Stored records ::
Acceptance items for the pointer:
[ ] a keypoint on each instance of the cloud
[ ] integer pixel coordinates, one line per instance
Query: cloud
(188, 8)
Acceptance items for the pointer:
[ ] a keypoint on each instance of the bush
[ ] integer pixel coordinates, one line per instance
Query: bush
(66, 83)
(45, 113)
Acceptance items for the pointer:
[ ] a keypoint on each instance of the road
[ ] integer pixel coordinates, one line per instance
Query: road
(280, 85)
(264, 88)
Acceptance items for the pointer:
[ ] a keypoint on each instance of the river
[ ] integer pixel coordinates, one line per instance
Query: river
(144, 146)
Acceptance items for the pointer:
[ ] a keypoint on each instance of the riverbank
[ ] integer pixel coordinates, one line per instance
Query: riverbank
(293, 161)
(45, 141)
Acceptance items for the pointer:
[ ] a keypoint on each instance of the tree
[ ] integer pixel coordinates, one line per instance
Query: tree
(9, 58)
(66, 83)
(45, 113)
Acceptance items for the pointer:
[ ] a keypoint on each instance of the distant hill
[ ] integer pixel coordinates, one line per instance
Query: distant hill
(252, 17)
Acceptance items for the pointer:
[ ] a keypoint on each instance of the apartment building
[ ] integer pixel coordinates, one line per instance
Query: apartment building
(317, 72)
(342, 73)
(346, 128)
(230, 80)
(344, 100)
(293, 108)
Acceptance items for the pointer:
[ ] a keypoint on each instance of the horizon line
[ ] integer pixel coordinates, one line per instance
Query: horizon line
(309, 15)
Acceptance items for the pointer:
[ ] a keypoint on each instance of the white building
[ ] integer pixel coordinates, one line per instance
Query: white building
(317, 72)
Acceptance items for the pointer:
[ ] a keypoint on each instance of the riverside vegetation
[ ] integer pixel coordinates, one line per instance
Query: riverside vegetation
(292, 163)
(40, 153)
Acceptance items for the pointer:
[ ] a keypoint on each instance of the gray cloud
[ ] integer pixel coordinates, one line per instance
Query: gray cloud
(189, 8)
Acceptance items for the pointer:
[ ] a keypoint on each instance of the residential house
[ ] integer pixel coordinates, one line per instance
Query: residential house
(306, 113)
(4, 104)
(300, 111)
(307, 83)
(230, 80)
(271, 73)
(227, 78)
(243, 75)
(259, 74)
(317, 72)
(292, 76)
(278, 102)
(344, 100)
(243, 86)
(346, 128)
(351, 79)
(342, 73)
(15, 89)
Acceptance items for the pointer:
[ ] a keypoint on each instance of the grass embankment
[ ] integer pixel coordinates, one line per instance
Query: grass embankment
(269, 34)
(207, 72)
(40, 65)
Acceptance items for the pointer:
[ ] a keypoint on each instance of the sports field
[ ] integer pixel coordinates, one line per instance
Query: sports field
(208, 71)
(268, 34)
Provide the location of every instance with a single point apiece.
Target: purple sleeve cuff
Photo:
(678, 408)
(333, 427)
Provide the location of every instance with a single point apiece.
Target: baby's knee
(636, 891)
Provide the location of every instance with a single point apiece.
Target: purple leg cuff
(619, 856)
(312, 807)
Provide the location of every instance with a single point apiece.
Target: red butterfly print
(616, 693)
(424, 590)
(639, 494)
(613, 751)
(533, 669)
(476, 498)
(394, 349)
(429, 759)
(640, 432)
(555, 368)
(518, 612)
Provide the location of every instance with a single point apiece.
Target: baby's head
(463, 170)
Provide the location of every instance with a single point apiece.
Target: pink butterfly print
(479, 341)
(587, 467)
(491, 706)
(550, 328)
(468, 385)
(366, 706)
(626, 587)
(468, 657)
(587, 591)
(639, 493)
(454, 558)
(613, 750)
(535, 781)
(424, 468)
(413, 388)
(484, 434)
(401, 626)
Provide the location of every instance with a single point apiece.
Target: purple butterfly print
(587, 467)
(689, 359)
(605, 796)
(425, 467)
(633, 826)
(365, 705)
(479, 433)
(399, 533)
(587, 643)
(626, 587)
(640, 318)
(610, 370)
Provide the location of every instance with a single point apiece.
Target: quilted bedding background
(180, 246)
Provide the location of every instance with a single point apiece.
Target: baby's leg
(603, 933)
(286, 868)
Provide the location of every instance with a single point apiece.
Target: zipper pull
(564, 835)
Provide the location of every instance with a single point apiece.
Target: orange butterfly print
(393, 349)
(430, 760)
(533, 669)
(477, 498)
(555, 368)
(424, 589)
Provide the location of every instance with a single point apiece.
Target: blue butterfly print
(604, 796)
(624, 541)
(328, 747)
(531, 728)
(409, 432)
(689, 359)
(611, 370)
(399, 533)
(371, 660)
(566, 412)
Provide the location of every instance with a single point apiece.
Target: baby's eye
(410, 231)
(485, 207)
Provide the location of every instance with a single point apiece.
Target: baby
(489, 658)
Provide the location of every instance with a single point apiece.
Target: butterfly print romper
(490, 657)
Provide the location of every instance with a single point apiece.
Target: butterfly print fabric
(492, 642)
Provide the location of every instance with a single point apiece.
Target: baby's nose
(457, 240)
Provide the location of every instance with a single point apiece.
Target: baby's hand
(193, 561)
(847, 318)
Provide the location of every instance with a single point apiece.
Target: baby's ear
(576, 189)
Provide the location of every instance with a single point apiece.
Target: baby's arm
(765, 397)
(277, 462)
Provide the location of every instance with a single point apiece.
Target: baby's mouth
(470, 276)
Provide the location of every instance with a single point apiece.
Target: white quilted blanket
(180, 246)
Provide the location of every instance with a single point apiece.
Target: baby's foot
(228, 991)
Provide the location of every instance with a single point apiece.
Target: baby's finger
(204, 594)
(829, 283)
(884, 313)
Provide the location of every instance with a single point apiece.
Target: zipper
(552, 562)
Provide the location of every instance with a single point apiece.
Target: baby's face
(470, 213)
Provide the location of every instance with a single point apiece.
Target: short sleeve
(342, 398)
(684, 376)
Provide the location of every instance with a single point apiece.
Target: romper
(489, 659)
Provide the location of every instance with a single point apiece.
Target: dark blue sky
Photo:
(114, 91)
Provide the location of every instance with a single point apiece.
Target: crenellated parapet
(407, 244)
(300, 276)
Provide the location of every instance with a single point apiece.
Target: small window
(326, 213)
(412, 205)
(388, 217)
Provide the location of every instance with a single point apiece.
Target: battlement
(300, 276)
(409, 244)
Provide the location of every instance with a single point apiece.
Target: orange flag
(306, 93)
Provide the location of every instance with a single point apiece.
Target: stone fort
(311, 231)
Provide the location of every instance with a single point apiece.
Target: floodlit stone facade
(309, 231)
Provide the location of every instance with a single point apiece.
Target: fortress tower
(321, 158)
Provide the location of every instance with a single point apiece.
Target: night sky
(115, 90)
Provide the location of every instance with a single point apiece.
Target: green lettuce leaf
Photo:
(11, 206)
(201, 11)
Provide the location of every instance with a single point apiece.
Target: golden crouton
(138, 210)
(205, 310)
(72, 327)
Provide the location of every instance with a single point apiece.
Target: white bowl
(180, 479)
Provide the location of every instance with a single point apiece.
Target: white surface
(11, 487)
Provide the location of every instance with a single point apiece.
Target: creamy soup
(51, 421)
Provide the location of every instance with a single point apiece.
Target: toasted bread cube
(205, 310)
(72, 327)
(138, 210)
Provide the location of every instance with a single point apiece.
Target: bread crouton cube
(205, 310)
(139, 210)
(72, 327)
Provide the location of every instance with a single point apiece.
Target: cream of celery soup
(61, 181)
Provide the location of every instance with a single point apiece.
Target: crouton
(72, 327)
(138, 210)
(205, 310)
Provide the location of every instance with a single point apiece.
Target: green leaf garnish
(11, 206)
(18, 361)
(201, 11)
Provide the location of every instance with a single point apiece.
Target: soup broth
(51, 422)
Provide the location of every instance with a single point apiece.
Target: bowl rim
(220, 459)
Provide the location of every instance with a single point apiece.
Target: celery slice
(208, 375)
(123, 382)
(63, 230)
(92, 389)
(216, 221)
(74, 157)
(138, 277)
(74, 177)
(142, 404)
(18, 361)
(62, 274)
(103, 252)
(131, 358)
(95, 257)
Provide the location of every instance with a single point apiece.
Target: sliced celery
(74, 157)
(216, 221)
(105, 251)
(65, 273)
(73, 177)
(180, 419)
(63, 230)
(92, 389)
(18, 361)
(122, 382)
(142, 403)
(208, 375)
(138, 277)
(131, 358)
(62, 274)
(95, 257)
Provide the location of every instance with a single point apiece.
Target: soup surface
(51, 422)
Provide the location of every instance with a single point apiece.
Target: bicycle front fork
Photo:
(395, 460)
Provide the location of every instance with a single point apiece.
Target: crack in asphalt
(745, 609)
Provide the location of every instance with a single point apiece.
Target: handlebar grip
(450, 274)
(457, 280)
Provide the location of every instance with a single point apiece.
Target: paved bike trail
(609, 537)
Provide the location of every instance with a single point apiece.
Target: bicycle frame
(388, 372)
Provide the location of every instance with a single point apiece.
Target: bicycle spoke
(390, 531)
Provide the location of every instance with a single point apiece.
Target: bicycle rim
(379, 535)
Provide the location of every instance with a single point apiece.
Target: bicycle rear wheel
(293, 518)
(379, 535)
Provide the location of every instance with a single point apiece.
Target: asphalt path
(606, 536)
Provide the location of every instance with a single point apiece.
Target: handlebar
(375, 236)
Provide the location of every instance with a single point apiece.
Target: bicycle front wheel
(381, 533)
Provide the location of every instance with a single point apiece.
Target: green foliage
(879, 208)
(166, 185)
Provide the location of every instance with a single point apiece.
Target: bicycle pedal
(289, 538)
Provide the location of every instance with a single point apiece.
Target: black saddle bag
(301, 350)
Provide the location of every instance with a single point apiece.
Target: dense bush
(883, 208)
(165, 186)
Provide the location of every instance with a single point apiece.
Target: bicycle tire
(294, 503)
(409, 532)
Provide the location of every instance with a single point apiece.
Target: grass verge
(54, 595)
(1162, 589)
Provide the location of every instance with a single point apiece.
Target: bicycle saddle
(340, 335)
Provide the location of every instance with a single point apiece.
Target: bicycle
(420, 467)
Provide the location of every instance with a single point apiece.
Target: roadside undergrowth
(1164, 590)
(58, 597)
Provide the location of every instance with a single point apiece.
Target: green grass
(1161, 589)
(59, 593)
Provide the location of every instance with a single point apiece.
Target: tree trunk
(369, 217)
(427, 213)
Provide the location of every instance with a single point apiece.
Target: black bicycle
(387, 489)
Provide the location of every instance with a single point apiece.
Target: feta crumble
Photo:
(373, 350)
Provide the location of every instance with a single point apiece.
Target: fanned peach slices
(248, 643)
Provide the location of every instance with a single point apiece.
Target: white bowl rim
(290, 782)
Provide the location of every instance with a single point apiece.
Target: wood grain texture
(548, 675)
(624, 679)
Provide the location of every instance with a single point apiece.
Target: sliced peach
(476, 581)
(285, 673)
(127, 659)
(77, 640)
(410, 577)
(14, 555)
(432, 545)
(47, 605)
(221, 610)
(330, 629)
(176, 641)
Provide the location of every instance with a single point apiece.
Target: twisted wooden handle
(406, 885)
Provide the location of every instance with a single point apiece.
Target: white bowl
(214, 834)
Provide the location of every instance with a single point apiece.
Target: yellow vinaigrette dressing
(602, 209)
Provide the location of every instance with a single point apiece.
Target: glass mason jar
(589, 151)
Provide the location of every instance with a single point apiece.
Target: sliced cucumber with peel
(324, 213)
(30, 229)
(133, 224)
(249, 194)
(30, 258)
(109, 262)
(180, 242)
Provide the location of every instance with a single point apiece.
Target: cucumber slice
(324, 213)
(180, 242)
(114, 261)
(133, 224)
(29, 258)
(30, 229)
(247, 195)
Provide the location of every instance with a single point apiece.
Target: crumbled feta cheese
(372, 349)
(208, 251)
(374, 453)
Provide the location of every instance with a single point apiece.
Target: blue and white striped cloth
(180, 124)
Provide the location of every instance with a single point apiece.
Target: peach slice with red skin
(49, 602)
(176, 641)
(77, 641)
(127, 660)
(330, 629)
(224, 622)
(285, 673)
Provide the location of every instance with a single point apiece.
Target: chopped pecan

Objective :: Pull out every line of the material that contains the word "peach", treating uppercase and lowercase letters as different.

Response for this exercise ::
Target: fanned peach slices
Target: sliced peach
Target: peach slice with red skin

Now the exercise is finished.